◆ **Spatial localization data**:
-*-
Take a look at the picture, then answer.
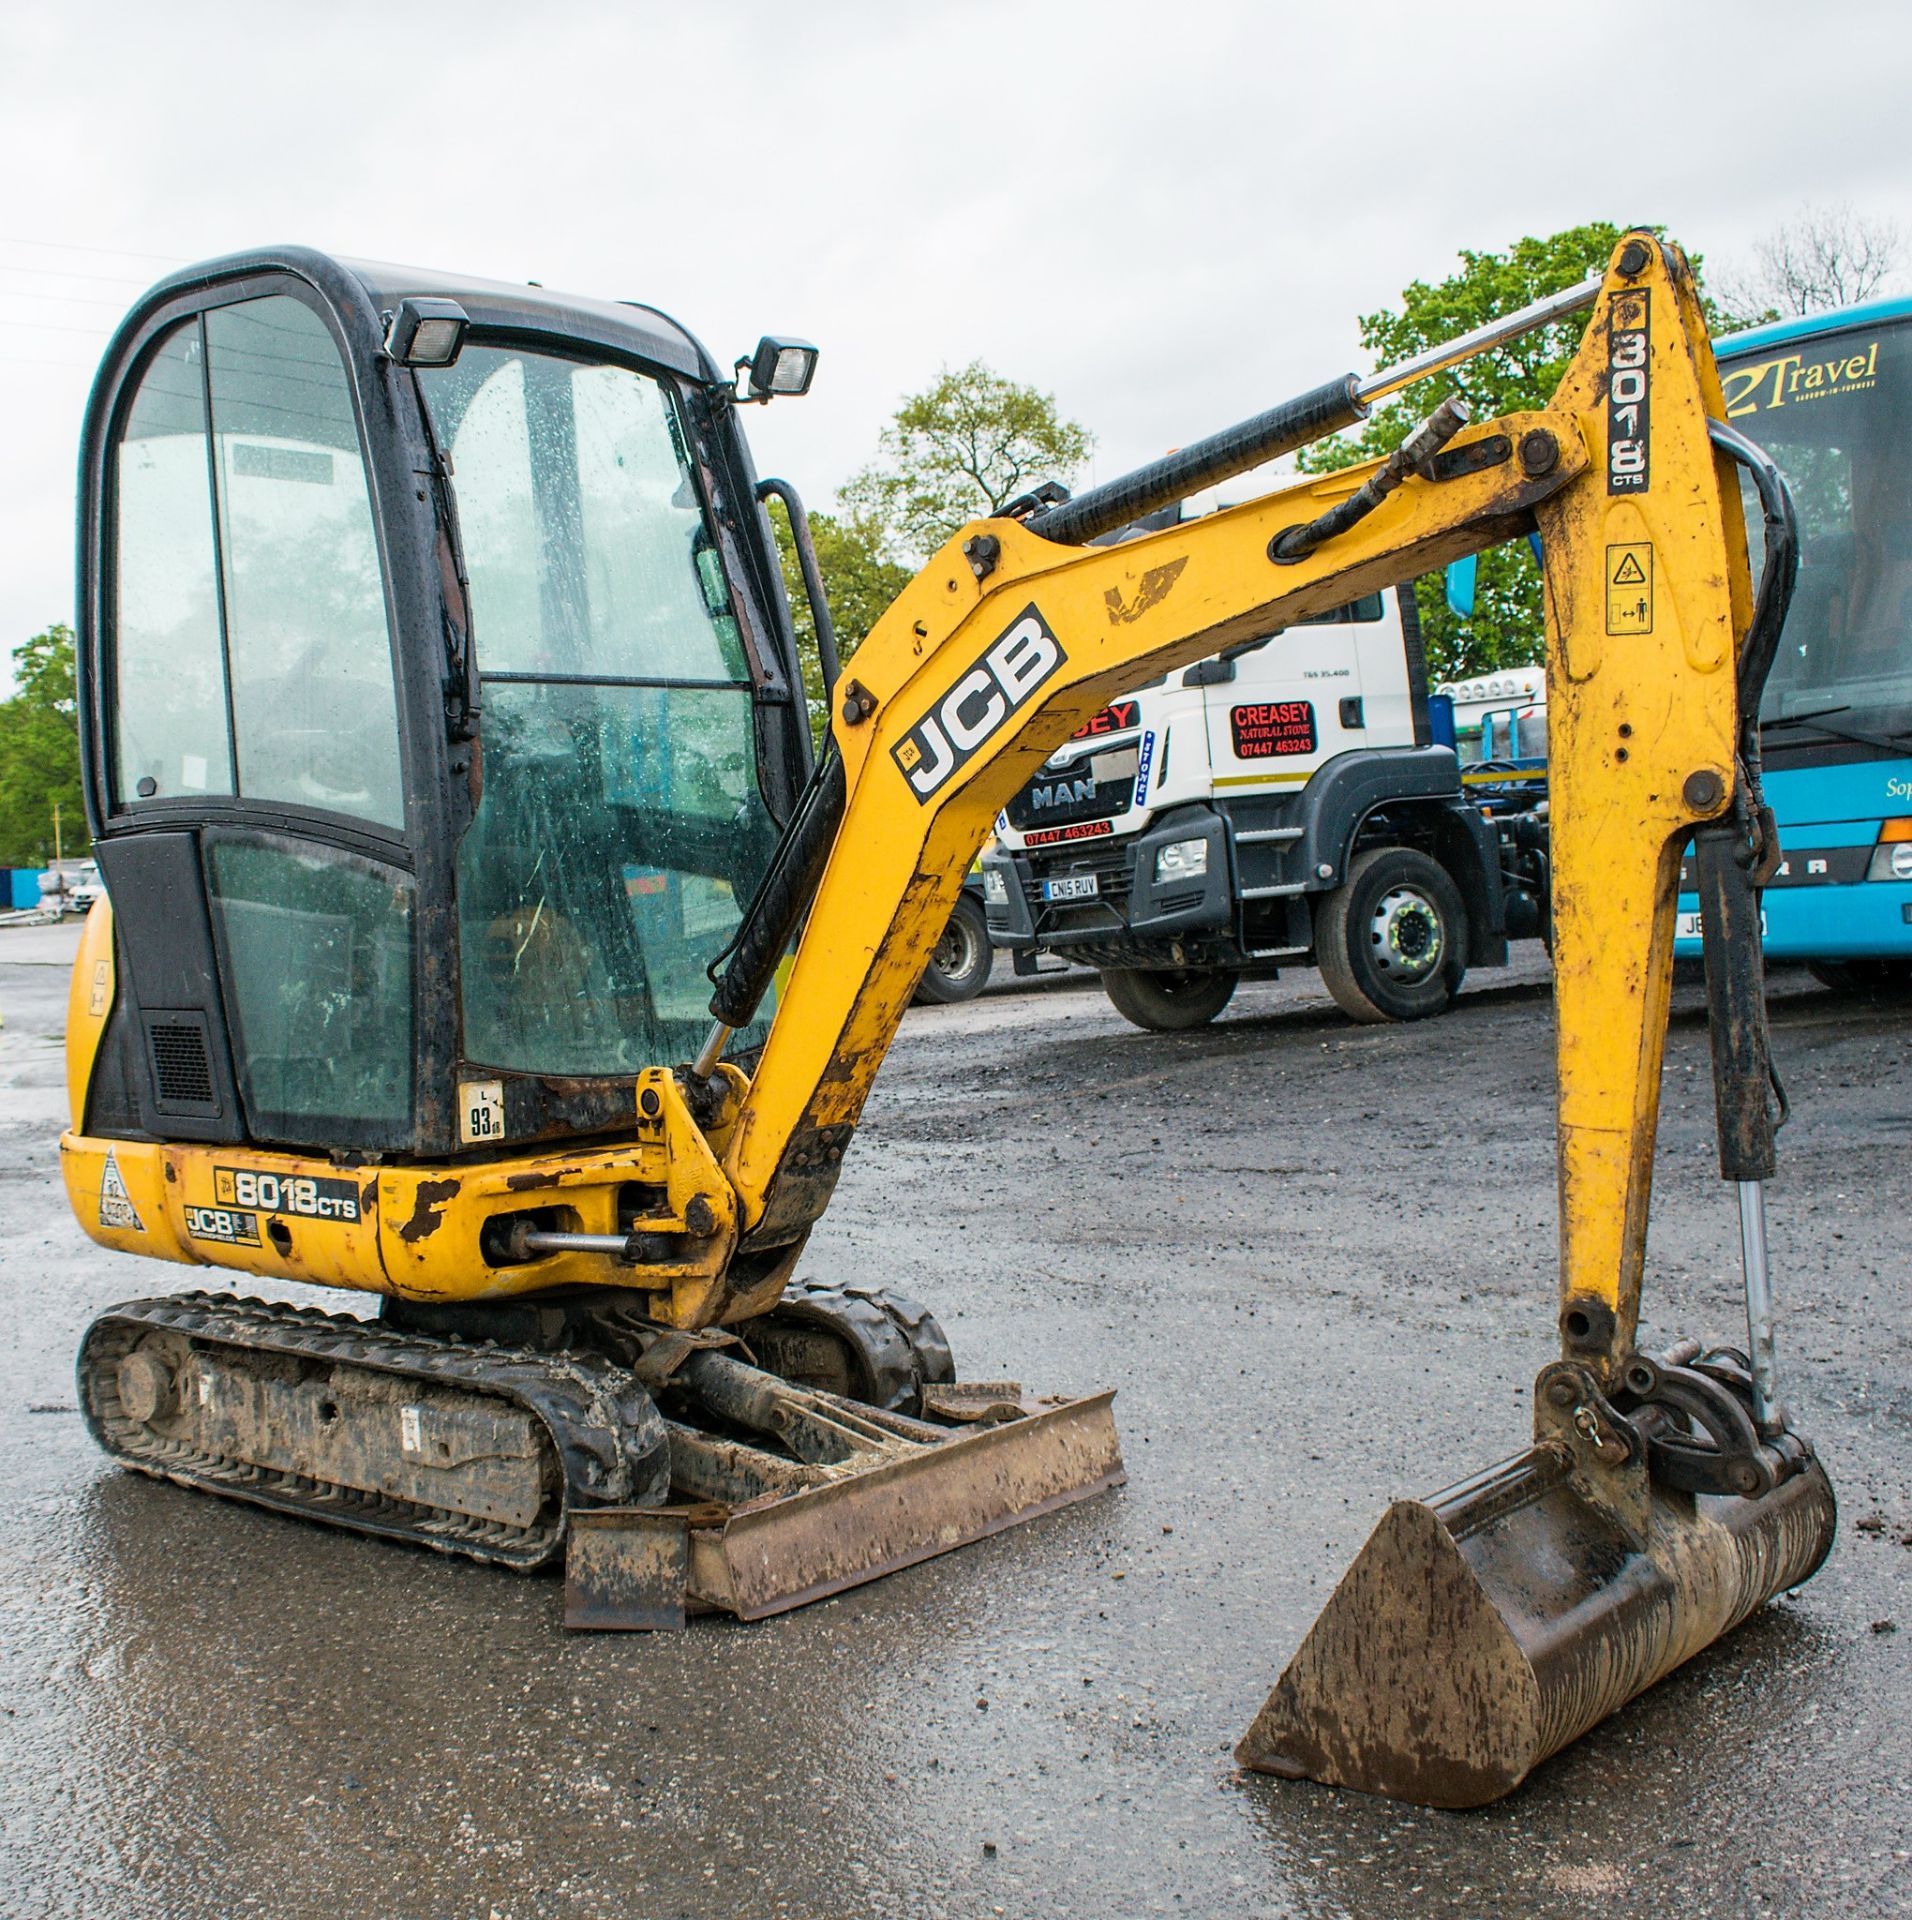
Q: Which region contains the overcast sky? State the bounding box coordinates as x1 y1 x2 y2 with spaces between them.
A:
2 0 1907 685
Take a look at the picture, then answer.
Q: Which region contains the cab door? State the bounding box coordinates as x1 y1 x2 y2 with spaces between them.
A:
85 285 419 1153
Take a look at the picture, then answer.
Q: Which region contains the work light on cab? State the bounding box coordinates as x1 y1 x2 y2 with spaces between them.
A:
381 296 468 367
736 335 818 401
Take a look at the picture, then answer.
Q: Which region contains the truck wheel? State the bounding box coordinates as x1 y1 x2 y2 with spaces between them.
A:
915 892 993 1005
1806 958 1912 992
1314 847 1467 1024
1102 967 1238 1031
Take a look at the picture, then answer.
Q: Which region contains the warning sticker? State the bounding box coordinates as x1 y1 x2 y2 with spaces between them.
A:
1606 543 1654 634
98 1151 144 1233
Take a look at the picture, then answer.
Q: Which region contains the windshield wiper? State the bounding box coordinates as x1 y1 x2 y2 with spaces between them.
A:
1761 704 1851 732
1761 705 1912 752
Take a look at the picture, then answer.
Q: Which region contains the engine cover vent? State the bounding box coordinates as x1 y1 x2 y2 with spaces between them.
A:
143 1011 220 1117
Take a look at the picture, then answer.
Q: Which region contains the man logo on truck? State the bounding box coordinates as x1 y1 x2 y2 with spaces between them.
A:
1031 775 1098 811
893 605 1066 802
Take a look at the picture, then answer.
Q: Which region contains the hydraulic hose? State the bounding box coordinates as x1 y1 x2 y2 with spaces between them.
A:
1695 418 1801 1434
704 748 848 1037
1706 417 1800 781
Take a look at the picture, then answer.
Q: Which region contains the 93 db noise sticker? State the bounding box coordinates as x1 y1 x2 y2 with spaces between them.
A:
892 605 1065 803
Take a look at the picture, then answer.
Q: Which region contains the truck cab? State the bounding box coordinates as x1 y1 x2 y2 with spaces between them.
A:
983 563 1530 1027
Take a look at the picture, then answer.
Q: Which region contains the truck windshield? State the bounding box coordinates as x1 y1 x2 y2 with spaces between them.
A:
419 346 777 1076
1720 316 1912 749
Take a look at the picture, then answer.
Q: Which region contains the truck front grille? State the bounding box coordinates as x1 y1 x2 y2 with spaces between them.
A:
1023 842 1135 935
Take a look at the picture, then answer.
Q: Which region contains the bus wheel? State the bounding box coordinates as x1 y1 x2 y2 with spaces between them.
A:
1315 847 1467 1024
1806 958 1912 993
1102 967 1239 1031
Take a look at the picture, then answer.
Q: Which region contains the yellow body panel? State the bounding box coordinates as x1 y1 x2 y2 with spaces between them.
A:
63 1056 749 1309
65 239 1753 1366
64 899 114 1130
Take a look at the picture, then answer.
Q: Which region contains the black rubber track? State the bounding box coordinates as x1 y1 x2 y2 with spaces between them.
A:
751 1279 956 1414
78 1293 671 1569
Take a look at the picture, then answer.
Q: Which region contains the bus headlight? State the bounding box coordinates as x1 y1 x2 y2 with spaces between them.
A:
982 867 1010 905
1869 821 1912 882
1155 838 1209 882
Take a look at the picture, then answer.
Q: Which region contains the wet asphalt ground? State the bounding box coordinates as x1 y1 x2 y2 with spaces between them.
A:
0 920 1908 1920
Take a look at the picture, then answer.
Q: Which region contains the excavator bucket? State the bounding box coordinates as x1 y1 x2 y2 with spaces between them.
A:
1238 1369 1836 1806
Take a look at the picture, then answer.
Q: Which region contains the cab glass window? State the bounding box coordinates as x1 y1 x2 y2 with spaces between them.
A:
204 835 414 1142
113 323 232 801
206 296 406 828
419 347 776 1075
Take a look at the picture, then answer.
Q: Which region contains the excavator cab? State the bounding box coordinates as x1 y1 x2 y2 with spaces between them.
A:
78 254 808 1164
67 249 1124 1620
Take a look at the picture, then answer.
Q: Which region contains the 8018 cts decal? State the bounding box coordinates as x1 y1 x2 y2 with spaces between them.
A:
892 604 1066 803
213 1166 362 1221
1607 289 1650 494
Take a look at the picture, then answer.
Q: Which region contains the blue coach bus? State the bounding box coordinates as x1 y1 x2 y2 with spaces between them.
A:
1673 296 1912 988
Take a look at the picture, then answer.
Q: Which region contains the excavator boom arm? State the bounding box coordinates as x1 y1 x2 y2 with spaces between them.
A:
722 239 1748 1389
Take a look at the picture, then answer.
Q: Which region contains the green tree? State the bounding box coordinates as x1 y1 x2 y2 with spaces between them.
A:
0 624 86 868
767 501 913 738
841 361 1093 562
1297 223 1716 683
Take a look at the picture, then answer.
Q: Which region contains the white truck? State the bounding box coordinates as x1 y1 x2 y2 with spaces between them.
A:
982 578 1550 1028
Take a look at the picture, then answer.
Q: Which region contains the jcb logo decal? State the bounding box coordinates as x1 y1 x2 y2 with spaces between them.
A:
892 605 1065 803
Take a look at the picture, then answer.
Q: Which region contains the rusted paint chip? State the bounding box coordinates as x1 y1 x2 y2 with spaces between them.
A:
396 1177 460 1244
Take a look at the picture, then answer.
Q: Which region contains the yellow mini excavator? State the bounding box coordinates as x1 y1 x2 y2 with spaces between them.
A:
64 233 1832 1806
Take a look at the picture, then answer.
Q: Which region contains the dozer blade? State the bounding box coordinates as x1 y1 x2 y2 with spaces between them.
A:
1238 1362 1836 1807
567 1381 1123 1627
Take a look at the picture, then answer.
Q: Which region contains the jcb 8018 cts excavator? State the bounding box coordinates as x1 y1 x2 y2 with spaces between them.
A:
-*-
Report the number of lines in the records above that contain "logo", with no other text.

2